◆ Problem to work on ◆
Rewrite the records below as a JSON list of strings, one string per line and no blank lines, from the first line of the records through the line containing "[[[128,218],[126,214],[90,214],[90,225],[93,227],[127,227]]]", inclusive.

start

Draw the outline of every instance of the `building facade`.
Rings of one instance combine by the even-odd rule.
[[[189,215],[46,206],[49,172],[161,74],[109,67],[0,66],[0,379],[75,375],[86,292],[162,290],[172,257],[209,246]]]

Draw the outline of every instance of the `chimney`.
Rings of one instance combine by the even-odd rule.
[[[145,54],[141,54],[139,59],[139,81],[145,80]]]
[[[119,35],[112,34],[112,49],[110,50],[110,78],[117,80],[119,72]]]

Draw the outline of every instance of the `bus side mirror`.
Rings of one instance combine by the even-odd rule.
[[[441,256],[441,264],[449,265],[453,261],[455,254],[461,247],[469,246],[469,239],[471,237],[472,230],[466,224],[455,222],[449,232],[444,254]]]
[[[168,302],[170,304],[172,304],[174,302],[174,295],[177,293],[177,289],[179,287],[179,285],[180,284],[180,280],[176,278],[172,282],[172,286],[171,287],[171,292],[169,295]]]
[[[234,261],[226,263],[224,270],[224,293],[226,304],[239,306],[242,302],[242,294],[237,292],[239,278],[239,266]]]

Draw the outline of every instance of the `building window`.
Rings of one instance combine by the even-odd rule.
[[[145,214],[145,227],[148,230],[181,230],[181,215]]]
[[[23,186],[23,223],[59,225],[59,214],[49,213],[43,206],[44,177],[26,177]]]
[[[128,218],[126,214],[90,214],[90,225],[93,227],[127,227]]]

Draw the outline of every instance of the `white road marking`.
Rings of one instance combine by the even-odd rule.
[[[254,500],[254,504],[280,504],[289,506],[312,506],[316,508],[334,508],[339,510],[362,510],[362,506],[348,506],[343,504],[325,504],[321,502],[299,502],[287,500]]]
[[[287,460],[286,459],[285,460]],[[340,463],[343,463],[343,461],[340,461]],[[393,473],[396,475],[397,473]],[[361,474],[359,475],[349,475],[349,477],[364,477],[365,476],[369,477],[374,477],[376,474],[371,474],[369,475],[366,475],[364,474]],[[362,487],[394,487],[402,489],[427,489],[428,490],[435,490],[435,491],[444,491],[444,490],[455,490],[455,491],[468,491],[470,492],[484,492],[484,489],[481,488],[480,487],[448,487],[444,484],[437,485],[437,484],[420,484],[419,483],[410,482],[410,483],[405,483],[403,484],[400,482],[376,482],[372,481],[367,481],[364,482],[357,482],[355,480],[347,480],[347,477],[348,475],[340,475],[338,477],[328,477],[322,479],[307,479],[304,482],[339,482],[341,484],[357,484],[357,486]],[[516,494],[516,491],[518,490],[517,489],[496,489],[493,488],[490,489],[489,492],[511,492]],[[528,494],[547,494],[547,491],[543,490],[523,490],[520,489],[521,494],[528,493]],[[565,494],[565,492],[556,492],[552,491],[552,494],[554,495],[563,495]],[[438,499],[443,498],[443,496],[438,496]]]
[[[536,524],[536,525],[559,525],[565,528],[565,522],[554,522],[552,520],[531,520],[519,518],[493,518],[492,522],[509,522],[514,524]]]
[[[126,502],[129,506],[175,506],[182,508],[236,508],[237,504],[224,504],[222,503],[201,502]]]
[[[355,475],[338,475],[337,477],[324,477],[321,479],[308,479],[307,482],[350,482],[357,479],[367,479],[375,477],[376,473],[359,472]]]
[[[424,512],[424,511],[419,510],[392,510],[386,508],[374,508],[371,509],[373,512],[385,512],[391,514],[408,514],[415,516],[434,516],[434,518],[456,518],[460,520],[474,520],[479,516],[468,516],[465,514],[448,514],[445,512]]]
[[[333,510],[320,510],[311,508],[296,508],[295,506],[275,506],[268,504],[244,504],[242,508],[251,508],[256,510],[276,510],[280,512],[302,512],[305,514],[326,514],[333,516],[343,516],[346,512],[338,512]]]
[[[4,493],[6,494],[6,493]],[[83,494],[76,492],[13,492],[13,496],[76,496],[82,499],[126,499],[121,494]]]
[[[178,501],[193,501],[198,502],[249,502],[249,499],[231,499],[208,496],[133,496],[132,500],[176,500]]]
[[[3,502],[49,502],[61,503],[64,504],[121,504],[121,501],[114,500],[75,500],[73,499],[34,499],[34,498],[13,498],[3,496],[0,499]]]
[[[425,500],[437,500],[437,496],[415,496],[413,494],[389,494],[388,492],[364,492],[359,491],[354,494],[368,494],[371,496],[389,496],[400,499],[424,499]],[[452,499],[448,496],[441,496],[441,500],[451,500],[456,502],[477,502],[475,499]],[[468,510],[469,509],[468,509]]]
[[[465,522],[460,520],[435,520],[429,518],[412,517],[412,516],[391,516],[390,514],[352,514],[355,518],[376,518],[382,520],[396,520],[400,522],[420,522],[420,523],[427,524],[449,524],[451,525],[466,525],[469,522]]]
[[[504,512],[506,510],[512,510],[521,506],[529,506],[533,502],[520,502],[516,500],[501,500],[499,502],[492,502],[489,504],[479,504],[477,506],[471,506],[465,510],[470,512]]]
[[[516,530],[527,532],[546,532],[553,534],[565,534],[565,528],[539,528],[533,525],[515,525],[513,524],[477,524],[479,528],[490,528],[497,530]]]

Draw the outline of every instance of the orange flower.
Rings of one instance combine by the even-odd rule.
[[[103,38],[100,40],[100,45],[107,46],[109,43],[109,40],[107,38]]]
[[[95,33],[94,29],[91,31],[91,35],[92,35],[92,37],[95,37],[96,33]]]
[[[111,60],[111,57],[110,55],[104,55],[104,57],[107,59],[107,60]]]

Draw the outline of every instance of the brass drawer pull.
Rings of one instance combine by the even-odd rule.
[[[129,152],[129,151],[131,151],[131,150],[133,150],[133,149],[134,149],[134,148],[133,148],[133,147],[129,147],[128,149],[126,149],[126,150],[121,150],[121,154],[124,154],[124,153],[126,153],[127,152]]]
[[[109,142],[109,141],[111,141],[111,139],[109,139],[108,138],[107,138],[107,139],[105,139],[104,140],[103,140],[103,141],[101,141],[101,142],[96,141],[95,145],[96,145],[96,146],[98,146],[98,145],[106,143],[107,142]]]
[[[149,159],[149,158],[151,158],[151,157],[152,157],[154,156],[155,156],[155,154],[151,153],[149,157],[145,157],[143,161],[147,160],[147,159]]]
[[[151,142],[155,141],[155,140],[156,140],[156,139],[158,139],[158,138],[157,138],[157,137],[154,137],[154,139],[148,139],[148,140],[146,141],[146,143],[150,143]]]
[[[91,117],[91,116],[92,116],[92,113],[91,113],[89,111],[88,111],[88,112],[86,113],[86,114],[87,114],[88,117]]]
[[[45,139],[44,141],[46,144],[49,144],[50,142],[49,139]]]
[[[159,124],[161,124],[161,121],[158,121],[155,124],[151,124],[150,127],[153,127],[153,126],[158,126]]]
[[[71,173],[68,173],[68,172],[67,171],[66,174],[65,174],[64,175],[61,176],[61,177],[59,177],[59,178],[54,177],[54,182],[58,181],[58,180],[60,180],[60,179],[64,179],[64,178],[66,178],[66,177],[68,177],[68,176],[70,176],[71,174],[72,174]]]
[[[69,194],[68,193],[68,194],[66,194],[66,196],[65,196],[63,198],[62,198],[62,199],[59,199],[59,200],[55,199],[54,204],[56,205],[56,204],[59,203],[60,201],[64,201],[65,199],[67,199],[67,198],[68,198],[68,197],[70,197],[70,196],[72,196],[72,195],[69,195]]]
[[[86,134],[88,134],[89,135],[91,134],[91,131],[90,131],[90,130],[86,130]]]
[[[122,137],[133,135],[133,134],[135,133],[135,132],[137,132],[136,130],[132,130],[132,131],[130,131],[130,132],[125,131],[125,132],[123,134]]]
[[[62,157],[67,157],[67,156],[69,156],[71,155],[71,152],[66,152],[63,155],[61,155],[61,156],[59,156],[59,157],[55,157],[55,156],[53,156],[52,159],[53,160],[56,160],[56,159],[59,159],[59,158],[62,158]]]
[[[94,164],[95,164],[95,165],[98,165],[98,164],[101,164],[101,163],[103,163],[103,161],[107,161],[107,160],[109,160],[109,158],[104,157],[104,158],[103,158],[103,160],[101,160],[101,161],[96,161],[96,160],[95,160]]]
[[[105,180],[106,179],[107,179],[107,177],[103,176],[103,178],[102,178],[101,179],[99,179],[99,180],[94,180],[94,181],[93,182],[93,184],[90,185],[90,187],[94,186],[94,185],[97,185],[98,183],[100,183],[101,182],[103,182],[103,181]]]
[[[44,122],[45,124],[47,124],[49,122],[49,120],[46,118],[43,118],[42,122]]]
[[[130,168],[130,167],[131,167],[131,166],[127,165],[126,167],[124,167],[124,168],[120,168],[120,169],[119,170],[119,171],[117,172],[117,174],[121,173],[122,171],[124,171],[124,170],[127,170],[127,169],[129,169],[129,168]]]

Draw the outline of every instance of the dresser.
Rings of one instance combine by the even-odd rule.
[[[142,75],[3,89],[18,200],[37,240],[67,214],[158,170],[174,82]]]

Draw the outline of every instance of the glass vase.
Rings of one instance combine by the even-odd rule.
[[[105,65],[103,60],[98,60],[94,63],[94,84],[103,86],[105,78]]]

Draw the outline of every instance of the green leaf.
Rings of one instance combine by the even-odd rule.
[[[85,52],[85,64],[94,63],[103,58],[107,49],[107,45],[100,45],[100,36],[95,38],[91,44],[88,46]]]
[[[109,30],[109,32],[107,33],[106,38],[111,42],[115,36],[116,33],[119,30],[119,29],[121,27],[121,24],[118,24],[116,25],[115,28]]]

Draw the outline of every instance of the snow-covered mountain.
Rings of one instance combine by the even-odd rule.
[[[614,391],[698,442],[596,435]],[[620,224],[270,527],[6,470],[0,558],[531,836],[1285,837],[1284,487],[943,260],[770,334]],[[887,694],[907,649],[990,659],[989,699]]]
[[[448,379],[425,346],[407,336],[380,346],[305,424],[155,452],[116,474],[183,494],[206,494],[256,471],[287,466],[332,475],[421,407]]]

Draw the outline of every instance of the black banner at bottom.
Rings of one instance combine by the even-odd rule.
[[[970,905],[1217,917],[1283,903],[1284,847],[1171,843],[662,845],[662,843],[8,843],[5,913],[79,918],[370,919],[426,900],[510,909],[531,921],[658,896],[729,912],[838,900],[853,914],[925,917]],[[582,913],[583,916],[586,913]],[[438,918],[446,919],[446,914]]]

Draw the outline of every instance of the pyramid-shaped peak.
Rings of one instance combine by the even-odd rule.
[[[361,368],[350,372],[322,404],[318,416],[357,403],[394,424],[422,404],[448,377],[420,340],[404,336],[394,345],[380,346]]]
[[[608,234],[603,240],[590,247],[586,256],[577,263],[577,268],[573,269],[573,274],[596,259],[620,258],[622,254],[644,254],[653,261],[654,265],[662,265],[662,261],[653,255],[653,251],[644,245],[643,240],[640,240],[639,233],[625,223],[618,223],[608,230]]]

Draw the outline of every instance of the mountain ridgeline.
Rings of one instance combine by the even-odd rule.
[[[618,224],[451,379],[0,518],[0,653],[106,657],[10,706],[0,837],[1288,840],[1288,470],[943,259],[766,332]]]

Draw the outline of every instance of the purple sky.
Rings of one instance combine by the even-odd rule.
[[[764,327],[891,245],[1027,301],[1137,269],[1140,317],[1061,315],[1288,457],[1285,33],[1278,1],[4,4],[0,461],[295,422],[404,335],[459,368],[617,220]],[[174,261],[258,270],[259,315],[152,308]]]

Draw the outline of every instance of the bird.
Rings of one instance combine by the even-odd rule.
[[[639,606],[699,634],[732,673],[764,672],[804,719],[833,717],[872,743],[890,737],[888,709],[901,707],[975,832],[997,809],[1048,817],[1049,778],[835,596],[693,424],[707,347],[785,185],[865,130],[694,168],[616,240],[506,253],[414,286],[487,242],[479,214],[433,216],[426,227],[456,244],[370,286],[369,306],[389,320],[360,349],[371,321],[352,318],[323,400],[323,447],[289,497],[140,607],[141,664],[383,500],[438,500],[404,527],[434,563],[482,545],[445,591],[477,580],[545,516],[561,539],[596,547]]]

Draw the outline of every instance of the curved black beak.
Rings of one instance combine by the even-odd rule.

end

◆ Response ◆
[
  "Draw the outline of every instance of the `building facade`.",
  "Rings of one instance combine by the even-odd rule.",
  "[[[189,215],[46,206],[49,172],[161,74],[109,67],[0,66],[0,379],[75,375],[86,292],[162,290],[172,257],[209,246]]]",
  "Draw the outline of every instance of the `chimney`.",
  "Rings of one instance combine by the even-odd rule.",
  "[[[145,54],[141,54],[139,59],[139,81],[145,80]]]",
  "[[[119,35],[112,34],[112,49],[110,50],[110,78],[117,80],[119,72]]]",
  "Draw the outline of every instance of the `bus side mirror`.",
  "Rings of one instance combine by the even-odd rule.",
  "[[[441,256],[441,264],[449,265],[453,261],[455,254],[461,247],[469,246],[469,239],[471,237],[472,230],[466,224],[455,222],[449,232],[444,254]]]",
  "[[[168,302],[170,304],[172,304],[174,302],[174,295],[177,293],[177,289],[179,287],[179,285],[180,284],[180,280],[176,278],[172,282],[172,286],[171,287],[171,292],[169,295]]]",
  "[[[234,261],[226,263],[224,270],[224,293],[226,304],[239,306],[242,302],[242,294],[237,292],[239,278],[239,266]]]",
  "Draw the outline of every instance of the `building window`.",
  "Rings of one instance combine by the even-odd rule.",
  "[[[145,214],[145,227],[148,230],[181,230],[181,215]]]",
  "[[[23,186],[23,223],[59,225],[59,214],[49,213],[43,206],[44,177],[26,177]]]",
  "[[[128,218],[126,214],[90,214],[90,225],[93,227],[127,227]]]"
]